Work item: Would you copy out only the lines from the one with "Target: laptop vent" to the end of the records, exactly as they stand?

Data supplied:
####################

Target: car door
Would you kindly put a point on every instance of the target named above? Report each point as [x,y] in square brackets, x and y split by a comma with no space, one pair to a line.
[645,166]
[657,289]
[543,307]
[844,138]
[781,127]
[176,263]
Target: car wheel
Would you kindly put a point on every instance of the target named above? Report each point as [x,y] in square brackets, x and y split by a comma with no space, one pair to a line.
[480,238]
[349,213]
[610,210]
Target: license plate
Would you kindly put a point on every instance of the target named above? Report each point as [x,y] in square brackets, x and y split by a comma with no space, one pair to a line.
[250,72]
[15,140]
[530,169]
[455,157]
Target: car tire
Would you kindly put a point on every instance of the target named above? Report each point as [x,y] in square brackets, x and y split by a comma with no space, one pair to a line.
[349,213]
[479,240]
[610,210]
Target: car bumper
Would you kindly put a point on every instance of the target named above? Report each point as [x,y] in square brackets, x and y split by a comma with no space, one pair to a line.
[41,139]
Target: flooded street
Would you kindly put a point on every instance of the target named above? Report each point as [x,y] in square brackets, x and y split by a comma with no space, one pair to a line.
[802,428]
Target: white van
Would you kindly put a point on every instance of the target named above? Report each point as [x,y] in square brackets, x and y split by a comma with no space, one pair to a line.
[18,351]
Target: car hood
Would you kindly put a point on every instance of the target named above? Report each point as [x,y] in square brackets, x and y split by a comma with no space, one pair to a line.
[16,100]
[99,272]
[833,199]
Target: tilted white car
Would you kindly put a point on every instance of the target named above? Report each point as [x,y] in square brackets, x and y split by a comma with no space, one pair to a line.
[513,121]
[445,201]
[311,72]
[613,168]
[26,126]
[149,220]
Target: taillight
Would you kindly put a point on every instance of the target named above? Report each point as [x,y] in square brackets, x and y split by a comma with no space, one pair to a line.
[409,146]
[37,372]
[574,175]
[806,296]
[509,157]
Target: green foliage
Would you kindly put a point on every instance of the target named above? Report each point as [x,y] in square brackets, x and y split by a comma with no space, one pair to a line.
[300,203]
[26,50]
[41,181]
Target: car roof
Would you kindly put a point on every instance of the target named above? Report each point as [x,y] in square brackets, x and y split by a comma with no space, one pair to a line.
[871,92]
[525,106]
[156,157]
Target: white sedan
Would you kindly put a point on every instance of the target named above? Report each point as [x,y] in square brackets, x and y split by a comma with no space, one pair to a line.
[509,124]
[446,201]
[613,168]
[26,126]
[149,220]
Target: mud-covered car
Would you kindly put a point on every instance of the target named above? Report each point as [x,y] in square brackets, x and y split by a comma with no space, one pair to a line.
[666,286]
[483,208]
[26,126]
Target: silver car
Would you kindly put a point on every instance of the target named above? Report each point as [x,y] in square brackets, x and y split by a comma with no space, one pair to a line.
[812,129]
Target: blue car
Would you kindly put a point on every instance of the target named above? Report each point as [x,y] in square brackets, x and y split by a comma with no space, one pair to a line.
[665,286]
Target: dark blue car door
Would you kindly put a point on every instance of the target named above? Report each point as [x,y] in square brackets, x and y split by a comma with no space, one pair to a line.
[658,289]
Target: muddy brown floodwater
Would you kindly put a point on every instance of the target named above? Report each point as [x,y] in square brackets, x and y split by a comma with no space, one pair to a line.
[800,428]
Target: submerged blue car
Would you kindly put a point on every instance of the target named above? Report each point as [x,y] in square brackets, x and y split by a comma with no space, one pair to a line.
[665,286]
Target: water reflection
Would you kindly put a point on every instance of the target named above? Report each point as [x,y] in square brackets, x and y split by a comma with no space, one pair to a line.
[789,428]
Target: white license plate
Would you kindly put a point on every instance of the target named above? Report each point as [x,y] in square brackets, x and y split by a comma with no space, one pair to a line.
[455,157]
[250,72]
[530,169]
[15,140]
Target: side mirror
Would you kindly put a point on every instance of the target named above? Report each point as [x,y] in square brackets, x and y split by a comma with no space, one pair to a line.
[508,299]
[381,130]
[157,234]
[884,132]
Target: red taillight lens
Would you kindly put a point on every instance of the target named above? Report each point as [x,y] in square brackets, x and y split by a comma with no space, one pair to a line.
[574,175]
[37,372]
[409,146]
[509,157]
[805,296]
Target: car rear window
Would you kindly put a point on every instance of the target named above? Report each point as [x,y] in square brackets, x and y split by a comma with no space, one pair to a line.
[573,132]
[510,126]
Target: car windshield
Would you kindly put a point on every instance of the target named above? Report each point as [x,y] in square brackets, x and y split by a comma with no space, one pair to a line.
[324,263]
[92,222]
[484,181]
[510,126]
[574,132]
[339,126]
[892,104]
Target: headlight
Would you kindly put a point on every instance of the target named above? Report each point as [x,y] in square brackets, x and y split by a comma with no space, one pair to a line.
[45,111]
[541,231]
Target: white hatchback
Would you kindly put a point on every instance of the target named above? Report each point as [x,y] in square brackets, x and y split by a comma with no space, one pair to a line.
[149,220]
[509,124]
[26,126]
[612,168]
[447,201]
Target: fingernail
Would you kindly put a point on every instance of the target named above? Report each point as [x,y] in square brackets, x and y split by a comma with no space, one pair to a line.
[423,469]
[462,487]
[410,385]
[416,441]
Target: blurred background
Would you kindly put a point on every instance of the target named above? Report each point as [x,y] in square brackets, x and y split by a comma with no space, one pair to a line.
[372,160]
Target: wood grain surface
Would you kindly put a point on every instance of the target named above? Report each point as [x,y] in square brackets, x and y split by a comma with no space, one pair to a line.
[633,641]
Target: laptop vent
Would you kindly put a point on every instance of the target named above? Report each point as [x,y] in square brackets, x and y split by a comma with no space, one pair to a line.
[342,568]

####################

Written solution:
Target: laptop vent
Would you kindly put a point on every instance of the target named above? Report each point as [x,y] in square brackets, x and y split by a comma with no space, one pair to a line.
[342,568]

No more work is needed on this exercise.